PROBLEM DESCRIPTION | Please reproduce the memoir excerpt from "But before that, just" to "newborn in Oregon.", swapping "Menlo Park" for "Palo Alto".

Vanity Fair has an excerpt of Small Fry, a memoir by Lisa Brennan-Jobs, the oldest daughter of Apple co-founder Steve Jobs, who named an early computer after her. Jobs notoriously denied paternity from the moment of Brennan-Jobs’ birth.

Then, in 1980, the district attorney of San Mateo County, California, sued my father for child-support payments. My father responded by denying paternity, swearing in a deposition that he was sterile and naming another man he said was my father.

I was required to take a DNA test. The tests were new then, and when the results came back, they gave the odds that we were related as the highest the instruments could measure at the time: 94.4 percent. The court required my father to cover welfare back payments, child-support payments of $385 per month, which he increased to $500, and medical insurance until I was 18. The case was finalized on December 8, 1980, with my father’s lawyers insistent to close. Four days later Apple went public and overnight my father was worth more than $200 million.

But before that, just after the court case was finalized, my father came to visit me once at our house in Menlo Park, where we had rented a detached studio. It was the first time I’d seen him since I’d been a newborn in Oregon.

“You know who I am?” he asked. He flipped his hair out of his eyes.

I was three years old; I didn’t.

“I’m your father.” (“Like he was Darth Vader,” my mother said later, when she told me the story.)

“I’m one of the most important people you will ever know,” he said.

THE DATA |
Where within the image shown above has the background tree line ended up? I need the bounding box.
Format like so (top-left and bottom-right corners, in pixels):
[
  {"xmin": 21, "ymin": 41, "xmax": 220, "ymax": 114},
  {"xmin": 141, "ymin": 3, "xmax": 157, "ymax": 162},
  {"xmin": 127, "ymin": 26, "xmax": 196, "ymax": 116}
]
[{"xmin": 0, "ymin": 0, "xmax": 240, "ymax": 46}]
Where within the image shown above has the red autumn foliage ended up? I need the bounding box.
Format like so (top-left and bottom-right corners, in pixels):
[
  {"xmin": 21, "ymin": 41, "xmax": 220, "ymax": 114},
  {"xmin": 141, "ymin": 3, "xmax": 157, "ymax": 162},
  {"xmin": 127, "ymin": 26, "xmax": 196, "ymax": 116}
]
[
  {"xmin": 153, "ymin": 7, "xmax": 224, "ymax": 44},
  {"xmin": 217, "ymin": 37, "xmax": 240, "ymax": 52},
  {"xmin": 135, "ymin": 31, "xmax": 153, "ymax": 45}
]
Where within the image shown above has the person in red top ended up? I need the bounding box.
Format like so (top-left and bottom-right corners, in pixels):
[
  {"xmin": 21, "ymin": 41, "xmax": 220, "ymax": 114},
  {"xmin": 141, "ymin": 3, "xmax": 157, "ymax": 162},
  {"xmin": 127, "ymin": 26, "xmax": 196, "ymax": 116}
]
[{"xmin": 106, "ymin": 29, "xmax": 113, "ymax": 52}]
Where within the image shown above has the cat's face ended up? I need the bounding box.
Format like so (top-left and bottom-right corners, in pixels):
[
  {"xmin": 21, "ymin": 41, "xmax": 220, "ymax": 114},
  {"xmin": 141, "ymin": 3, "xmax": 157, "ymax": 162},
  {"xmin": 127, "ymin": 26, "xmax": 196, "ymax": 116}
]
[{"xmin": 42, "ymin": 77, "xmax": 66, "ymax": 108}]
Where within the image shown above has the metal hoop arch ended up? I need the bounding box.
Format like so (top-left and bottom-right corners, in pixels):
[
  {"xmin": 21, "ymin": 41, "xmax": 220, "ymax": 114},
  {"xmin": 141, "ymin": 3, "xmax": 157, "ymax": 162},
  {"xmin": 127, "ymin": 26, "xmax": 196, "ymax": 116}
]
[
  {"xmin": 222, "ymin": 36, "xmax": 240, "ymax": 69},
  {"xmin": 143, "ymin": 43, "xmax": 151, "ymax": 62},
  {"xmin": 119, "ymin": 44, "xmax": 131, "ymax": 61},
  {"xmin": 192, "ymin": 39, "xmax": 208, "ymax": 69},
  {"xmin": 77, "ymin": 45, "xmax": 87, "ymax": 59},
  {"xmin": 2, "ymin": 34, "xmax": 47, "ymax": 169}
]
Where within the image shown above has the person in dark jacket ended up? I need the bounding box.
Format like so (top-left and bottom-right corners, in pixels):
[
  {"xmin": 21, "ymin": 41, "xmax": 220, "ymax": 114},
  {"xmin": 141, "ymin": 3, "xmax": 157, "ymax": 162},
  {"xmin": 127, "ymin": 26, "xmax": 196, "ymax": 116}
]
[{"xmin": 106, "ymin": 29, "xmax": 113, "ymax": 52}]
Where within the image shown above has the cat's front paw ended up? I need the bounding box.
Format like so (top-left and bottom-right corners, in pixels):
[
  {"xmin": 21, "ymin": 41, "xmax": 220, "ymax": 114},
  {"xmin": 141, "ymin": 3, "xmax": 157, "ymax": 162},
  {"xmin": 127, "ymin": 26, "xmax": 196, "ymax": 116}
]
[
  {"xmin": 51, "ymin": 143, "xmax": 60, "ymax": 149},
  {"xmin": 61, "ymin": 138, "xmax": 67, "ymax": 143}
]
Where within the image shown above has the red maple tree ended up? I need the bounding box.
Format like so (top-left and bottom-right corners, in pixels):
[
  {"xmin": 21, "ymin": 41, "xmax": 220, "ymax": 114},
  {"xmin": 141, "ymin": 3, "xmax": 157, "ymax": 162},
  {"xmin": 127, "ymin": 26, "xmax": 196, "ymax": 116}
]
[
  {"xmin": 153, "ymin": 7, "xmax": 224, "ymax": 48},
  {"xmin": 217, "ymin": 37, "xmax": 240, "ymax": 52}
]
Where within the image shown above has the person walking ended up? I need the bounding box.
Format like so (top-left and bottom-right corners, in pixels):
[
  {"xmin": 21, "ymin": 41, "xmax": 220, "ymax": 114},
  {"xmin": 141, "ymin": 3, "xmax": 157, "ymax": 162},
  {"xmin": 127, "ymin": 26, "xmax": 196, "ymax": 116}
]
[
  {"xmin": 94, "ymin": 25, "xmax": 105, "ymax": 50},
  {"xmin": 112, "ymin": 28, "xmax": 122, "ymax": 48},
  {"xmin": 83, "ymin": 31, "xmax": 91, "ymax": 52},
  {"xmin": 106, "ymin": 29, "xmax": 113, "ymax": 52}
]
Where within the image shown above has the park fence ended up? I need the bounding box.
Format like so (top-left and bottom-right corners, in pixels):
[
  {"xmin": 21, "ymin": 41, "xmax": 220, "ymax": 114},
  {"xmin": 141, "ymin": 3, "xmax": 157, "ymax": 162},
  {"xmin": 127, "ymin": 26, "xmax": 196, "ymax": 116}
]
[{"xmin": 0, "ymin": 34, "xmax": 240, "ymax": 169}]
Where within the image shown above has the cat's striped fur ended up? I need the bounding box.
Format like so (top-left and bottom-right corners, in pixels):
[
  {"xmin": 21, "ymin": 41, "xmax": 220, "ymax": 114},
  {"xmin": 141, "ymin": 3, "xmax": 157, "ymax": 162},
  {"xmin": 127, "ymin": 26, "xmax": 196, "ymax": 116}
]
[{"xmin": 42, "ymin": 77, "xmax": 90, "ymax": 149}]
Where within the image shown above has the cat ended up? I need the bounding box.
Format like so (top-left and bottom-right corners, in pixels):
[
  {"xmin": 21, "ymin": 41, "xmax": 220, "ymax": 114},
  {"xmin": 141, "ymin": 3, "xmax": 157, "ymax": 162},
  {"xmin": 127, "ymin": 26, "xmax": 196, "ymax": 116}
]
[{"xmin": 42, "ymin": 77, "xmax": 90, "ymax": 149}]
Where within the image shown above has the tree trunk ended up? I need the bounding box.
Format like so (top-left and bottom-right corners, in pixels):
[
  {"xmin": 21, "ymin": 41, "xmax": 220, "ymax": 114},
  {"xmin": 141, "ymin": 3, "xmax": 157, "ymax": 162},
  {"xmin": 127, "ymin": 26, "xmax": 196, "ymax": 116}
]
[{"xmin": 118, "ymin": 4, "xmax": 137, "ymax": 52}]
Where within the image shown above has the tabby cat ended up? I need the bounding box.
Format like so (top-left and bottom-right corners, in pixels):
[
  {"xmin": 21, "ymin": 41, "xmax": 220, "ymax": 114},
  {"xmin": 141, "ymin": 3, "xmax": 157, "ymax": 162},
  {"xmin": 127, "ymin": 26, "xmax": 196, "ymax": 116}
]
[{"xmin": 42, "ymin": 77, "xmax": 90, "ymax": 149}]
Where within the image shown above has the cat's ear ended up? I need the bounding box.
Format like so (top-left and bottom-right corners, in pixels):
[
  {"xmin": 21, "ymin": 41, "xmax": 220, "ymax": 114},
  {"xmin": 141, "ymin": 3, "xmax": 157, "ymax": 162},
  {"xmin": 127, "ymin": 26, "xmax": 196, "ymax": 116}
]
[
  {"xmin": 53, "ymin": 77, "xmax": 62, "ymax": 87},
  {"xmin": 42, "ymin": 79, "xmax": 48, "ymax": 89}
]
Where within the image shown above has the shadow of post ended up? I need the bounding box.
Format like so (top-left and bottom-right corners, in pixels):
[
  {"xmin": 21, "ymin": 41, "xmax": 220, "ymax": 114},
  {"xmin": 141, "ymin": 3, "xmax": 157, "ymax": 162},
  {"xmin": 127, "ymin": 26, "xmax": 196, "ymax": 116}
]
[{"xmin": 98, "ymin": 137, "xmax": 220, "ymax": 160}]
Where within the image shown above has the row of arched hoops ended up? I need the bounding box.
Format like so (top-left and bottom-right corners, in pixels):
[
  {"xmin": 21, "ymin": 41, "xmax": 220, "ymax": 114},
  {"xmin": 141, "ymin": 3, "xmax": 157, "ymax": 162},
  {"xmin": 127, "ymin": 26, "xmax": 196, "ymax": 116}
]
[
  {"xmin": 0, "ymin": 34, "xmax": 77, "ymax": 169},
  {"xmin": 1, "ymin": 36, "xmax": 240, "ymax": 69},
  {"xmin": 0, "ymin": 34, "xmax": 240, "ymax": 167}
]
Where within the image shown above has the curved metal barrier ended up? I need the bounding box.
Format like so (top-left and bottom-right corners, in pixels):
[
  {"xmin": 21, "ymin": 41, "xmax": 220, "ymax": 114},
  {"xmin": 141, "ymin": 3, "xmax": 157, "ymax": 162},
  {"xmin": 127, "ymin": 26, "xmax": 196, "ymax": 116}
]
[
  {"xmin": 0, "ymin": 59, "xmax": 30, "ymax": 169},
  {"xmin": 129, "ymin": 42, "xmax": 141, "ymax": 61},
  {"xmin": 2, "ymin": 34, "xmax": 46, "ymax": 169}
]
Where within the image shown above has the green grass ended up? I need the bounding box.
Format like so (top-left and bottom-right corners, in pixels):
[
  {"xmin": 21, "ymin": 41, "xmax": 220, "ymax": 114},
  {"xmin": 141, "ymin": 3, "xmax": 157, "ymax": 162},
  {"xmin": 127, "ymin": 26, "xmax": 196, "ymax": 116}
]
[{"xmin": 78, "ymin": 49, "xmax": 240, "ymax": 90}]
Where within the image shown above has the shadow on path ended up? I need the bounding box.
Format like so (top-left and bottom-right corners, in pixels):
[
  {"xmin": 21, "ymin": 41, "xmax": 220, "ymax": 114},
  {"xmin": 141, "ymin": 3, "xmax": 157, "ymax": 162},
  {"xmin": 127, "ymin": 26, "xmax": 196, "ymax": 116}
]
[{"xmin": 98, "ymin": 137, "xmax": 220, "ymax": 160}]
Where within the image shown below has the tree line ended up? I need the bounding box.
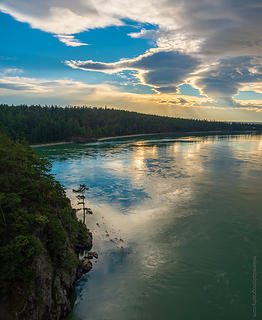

ANSWER BOX |
But before that, just after the court case was finalized, my father came to visit me once at our house in Palo Alto, where we had rented a detached studio. It was the first time I’d seen him since I’d been a newborn in Oregon.